WORK TO BE COMPLETED:
Locate the line containing "Could you spot the shrub" in the data below. Reproduce it and every following line up to the end, exactly as given.

++++++++++

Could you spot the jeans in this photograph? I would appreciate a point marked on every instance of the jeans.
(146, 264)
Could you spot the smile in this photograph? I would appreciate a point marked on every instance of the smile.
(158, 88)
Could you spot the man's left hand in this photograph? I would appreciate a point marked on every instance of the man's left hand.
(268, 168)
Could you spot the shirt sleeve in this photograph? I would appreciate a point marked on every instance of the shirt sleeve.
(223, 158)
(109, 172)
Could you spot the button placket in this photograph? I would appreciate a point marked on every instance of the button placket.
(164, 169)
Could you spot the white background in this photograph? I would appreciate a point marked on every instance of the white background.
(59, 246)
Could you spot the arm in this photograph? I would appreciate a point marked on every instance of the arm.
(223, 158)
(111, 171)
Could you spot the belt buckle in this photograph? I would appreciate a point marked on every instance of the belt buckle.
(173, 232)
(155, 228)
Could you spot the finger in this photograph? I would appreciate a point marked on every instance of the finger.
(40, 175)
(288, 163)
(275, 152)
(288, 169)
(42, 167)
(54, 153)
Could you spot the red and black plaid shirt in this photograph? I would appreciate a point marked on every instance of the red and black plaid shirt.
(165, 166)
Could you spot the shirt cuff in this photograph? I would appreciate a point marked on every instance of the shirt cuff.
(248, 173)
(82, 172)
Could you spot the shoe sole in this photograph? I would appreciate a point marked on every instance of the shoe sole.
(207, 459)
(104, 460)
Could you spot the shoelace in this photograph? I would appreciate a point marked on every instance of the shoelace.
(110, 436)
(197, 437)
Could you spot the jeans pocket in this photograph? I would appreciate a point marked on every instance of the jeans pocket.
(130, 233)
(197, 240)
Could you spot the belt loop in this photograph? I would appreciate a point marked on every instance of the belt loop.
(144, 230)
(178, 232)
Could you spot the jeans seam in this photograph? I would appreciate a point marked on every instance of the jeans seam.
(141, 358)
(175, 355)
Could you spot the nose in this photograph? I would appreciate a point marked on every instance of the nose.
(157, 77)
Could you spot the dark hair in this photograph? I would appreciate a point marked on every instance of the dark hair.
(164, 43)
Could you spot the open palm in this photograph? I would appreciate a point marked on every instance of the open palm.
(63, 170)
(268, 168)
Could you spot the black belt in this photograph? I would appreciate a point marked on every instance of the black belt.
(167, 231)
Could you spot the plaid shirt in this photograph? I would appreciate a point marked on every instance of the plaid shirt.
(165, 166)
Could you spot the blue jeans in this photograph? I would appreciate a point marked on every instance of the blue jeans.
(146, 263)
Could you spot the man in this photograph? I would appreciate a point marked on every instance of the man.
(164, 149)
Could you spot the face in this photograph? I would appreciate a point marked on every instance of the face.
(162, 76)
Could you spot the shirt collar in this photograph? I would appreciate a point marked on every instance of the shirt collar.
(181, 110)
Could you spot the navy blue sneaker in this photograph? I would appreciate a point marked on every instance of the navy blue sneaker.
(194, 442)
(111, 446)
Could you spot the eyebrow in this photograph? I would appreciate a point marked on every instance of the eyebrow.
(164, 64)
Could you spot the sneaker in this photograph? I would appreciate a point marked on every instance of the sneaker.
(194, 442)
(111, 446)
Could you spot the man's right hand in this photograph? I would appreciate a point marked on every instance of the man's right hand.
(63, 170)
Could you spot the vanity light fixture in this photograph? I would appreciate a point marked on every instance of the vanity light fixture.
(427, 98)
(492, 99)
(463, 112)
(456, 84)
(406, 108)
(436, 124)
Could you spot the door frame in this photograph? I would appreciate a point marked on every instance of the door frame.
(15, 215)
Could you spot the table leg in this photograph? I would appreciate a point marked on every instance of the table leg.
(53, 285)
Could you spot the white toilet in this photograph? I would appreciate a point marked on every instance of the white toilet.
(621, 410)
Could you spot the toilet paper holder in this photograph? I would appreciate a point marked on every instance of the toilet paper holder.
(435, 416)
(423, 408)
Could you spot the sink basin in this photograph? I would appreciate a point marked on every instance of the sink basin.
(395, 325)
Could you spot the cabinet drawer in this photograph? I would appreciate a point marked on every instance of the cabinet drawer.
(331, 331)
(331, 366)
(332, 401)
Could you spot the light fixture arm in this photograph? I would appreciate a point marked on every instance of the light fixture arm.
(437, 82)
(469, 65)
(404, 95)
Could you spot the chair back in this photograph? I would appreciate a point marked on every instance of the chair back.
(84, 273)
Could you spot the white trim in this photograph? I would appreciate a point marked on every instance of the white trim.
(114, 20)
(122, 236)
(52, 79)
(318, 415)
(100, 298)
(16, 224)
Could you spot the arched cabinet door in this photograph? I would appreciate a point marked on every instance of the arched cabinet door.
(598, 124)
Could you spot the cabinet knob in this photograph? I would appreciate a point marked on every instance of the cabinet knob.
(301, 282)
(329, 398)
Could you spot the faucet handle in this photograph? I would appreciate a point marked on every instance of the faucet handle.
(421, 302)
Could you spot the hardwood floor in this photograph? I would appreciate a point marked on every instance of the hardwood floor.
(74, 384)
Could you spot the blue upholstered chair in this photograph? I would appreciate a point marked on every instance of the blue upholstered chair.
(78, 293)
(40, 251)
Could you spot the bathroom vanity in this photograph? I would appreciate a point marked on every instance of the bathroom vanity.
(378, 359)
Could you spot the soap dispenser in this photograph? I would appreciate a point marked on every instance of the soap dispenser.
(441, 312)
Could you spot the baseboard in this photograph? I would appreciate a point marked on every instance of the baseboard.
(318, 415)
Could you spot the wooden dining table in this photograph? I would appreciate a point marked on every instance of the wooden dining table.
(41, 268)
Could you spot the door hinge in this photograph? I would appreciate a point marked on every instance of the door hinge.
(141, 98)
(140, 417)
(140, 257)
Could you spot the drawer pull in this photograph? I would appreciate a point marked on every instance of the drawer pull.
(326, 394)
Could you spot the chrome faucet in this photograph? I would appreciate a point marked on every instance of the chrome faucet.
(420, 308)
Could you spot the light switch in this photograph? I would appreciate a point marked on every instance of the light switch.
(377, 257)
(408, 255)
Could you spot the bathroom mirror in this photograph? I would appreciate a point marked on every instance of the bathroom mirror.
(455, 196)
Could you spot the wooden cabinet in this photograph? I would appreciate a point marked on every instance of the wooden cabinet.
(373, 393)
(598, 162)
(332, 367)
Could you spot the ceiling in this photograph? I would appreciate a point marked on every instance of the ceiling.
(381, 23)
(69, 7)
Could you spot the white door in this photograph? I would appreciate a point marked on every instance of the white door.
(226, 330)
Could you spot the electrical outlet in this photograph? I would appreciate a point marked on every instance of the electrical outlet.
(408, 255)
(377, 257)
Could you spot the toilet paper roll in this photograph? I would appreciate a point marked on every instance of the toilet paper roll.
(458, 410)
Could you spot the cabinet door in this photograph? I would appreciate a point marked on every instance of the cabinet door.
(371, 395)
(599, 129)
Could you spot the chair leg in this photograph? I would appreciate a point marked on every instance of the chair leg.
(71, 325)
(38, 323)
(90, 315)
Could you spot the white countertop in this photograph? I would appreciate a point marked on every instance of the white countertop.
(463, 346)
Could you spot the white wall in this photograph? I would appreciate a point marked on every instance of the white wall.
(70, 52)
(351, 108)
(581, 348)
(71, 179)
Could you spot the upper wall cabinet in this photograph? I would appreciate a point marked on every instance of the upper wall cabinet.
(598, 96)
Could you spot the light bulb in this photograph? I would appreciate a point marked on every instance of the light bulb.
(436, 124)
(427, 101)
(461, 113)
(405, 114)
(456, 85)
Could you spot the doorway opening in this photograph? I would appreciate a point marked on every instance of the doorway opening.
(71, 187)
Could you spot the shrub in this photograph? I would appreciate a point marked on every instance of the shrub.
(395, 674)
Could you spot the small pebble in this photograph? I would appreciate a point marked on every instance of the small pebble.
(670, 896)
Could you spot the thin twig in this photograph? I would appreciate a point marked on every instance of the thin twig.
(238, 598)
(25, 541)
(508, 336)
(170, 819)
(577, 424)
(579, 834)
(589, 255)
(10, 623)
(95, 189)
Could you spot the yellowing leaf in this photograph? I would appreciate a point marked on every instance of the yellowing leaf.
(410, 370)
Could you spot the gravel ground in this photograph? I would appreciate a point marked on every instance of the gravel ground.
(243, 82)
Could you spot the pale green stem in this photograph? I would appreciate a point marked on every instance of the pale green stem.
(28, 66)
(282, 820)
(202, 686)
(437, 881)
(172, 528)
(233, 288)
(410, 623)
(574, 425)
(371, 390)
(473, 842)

++++++++++

ANSWER TO THE TASK:
Could you spot the shrub in this photograph? I would appreciate a point marked on every instance of the shrub.
(395, 674)
Could you spot the small pebble in this photograph? I would appreciate a point marked on every instance of the small pebble.
(670, 896)
Could you spot the thin twig in this photograph? I would appreciate a point marked on every instance of the thin twig.
(238, 598)
(25, 541)
(508, 336)
(170, 819)
(577, 424)
(579, 834)
(589, 255)
(10, 623)
(95, 189)
Could you spot the yellowing leaf in this photograph? I would appreciate a point marked on every instance of the yellowing leaf.
(410, 370)
Could you spot the gravel ground in this photograph? I would appreciate a point marked on every instance of the gravel ground.
(243, 82)
Could you spot the pale green stem in this photograph? I would appreciate a point marked on every instance of the pale green stem.
(28, 66)
(282, 820)
(202, 686)
(437, 881)
(172, 528)
(233, 288)
(410, 623)
(574, 425)
(371, 390)
(473, 842)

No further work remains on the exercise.